EXERCISE OBJECTIVE —
Exactly reproduce the lines from the line containing "task: provide the outline of the black" to the end of the data below, inclusive, and nothing else.

━━━━━ DATA PROVIDED

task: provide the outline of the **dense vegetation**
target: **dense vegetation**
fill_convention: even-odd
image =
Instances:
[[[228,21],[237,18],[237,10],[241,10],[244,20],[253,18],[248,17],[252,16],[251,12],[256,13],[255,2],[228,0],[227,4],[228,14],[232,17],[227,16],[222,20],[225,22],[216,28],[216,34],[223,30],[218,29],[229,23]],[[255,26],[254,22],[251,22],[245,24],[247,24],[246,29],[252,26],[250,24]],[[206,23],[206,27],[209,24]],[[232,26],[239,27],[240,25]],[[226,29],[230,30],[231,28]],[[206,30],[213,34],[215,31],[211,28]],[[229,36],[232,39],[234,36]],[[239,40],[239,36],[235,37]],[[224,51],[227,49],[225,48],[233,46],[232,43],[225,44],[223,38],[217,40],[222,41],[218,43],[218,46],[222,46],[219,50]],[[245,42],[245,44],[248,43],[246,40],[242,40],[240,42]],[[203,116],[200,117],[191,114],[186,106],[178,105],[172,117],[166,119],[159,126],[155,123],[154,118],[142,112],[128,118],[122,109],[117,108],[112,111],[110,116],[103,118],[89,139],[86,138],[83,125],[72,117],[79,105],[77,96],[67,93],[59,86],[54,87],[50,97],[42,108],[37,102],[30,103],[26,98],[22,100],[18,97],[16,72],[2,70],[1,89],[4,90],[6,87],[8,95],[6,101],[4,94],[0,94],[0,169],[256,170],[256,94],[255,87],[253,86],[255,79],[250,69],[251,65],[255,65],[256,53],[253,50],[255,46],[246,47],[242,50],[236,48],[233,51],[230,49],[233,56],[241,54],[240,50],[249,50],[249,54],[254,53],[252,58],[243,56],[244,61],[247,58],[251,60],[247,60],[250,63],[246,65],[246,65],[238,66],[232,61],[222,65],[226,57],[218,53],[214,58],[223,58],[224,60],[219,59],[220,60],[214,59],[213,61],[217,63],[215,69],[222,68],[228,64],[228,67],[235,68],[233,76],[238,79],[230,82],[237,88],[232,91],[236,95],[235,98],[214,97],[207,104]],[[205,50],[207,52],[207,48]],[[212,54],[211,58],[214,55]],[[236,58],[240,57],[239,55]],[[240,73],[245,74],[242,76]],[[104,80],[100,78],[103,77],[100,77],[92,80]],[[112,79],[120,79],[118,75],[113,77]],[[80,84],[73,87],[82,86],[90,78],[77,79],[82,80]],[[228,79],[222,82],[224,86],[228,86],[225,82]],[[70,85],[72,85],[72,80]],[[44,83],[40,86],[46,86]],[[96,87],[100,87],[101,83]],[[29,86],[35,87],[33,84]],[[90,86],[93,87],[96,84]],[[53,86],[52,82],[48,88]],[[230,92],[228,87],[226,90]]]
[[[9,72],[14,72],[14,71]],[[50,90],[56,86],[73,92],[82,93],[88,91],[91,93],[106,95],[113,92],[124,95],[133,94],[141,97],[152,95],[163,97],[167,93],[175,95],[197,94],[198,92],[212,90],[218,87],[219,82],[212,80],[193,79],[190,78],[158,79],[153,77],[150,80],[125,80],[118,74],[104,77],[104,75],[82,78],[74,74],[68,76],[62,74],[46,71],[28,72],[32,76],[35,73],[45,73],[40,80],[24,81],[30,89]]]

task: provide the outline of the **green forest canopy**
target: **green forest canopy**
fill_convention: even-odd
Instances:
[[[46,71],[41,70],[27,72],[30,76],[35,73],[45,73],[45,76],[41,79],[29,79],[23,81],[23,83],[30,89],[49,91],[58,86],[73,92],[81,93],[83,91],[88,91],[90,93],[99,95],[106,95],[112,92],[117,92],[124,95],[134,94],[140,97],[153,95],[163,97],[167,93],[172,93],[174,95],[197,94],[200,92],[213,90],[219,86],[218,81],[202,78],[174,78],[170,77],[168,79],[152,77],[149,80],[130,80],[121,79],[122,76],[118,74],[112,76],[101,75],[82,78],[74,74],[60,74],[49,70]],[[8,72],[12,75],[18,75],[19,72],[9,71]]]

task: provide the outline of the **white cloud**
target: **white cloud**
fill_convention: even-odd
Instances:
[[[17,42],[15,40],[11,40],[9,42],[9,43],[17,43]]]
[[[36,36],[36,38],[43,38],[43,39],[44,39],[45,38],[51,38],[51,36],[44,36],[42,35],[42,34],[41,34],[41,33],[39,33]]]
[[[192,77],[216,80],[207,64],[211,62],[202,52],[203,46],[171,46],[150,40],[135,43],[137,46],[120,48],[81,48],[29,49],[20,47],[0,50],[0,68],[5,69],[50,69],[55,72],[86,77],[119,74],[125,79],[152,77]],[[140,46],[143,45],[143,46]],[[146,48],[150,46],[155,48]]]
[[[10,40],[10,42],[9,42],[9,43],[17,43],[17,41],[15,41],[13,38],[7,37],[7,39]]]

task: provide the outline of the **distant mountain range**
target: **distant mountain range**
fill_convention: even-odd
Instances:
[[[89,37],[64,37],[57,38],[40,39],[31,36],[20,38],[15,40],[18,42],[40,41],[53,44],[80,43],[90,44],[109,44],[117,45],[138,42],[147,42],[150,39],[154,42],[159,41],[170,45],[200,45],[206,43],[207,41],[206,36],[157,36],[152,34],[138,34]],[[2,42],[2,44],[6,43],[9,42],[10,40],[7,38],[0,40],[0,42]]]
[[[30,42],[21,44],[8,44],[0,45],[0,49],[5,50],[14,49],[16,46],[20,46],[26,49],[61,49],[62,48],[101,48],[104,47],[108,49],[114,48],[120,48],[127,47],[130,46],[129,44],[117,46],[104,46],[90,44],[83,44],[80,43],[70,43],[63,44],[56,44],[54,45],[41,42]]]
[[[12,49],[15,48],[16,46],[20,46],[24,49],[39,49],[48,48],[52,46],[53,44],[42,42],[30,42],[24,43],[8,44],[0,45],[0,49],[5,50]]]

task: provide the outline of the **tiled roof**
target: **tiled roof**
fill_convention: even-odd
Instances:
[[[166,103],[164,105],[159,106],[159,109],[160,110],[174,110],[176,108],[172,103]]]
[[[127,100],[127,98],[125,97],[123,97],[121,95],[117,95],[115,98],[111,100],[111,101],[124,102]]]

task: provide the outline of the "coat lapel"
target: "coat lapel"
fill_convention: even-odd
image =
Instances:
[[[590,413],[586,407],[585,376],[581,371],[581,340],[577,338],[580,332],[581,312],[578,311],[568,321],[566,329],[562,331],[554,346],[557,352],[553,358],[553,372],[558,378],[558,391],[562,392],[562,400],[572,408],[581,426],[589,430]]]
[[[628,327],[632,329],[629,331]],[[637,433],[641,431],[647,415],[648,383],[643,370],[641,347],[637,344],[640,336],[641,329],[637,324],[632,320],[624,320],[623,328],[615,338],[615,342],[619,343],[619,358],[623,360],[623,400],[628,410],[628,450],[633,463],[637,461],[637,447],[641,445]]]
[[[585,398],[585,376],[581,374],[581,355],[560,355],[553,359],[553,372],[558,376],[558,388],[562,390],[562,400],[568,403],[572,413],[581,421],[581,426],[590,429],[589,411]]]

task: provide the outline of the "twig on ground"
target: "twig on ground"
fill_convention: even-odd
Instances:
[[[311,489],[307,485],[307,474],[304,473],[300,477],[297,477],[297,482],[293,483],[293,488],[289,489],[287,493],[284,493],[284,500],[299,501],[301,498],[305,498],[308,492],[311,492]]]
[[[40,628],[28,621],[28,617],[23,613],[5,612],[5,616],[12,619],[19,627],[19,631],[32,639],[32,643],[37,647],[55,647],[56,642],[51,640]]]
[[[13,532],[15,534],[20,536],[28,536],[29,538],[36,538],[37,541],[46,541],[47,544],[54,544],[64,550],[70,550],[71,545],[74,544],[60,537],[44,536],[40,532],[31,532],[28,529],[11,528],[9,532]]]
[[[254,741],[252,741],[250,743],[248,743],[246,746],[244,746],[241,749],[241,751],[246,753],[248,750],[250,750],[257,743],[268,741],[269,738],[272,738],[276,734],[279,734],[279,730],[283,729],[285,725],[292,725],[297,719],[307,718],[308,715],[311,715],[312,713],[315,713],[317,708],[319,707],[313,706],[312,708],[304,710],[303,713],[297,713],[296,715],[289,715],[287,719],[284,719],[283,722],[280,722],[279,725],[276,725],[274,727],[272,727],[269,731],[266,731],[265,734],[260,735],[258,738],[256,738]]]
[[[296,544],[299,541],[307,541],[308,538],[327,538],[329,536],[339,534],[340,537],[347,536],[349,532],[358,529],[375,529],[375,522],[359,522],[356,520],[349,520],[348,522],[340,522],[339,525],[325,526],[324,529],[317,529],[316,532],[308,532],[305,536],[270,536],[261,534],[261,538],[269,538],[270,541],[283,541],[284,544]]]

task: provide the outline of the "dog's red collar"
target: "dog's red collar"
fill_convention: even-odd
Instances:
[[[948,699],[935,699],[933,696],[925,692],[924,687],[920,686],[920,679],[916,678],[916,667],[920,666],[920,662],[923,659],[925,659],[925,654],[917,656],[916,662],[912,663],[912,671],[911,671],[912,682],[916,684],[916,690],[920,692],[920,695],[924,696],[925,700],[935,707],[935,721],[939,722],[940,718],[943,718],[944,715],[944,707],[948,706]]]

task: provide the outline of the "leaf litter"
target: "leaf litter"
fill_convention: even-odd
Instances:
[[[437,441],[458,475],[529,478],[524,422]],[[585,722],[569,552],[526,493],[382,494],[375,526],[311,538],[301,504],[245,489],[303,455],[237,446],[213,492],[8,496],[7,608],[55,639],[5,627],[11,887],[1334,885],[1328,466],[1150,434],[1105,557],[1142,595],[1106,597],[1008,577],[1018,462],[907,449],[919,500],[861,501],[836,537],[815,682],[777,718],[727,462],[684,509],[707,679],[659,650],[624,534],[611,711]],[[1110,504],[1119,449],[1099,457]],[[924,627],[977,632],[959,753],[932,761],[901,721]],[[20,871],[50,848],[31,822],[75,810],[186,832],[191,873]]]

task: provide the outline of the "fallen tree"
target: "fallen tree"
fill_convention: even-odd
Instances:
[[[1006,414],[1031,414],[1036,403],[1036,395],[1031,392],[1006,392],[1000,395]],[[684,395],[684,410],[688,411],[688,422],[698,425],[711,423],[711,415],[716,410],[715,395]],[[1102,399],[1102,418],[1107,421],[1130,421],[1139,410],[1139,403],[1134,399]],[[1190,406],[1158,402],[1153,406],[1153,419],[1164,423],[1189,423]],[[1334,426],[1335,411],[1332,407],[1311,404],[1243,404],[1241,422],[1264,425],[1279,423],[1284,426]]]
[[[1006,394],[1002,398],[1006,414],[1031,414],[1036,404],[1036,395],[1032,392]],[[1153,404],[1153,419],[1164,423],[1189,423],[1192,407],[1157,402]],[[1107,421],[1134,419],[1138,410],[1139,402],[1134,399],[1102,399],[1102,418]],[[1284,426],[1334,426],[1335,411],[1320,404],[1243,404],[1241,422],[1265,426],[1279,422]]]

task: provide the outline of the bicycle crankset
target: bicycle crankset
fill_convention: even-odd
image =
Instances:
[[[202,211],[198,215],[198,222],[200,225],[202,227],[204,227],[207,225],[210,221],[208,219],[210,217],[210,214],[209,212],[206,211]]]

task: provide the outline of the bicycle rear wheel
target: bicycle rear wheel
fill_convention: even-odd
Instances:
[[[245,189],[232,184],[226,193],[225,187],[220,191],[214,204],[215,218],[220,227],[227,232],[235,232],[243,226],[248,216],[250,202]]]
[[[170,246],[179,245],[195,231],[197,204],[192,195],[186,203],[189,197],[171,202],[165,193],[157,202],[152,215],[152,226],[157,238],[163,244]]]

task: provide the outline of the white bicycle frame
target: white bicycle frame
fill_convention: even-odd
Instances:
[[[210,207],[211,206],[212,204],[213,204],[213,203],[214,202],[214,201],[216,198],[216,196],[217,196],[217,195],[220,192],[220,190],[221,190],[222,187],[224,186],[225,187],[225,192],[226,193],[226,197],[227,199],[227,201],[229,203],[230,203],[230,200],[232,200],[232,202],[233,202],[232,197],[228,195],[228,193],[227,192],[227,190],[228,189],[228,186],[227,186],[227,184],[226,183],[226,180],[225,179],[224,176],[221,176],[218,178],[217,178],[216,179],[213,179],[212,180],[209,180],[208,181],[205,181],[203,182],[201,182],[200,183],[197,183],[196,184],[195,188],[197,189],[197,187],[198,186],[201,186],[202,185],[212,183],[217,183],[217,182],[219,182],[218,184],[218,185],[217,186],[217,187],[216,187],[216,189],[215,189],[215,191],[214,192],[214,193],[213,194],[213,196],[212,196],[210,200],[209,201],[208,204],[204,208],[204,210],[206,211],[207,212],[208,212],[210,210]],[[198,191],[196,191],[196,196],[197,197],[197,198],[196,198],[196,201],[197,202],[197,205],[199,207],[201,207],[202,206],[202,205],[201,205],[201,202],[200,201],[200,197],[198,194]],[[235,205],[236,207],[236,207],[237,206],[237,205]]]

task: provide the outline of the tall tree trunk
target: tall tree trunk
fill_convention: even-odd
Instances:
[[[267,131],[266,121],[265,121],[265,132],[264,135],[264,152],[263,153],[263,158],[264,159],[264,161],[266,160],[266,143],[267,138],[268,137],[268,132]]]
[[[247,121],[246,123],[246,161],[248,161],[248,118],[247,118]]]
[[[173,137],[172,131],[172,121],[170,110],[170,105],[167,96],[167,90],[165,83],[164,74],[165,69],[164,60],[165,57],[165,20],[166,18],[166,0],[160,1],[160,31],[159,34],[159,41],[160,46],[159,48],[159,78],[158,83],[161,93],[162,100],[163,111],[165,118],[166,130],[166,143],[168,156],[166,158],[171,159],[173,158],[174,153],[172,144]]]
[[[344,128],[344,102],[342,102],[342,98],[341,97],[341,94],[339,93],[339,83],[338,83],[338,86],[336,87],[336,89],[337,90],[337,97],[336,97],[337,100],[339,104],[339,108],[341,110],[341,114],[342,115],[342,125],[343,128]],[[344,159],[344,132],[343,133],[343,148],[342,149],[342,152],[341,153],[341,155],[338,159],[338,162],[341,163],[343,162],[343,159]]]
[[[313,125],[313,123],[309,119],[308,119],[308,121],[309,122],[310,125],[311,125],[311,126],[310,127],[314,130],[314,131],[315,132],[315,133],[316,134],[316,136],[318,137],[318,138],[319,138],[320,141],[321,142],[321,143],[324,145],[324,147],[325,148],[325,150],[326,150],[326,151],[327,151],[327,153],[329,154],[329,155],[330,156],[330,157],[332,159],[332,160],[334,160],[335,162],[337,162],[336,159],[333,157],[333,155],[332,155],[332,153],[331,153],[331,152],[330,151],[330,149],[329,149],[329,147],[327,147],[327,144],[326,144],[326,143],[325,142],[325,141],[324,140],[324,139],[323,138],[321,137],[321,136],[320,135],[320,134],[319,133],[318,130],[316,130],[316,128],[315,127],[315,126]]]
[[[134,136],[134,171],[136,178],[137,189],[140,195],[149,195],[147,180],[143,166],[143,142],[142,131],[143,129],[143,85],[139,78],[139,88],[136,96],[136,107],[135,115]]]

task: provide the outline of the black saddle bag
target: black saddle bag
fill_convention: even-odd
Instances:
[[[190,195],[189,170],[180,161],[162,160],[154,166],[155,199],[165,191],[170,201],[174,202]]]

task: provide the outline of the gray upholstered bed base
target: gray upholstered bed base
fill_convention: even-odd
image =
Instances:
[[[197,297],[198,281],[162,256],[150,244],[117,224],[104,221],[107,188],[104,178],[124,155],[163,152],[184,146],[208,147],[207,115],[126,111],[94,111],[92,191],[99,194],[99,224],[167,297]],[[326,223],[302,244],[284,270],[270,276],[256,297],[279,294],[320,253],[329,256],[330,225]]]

━━━━━━━━━━

SOLUTION TO THIS PROBLEM —
task: provide the outline of the black saddle bag
target: black saddle bag
fill_convention: even-odd
Instances:
[[[190,195],[189,170],[180,161],[162,160],[154,166],[155,199],[165,191],[170,201],[174,202]]]

task: provide the outline of the gray upholstered bed base
target: gray upholstered bed base
fill_convention: even-odd
image =
Instances:
[[[197,297],[198,281],[162,256],[150,244],[117,224],[104,221],[107,188],[104,178],[124,155],[163,152],[184,146],[208,147],[207,115],[126,111],[94,111],[92,191],[99,194],[99,224],[167,297]],[[326,223],[302,244],[284,270],[270,276],[256,297],[279,294],[320,253],[329,256],[330,225]]]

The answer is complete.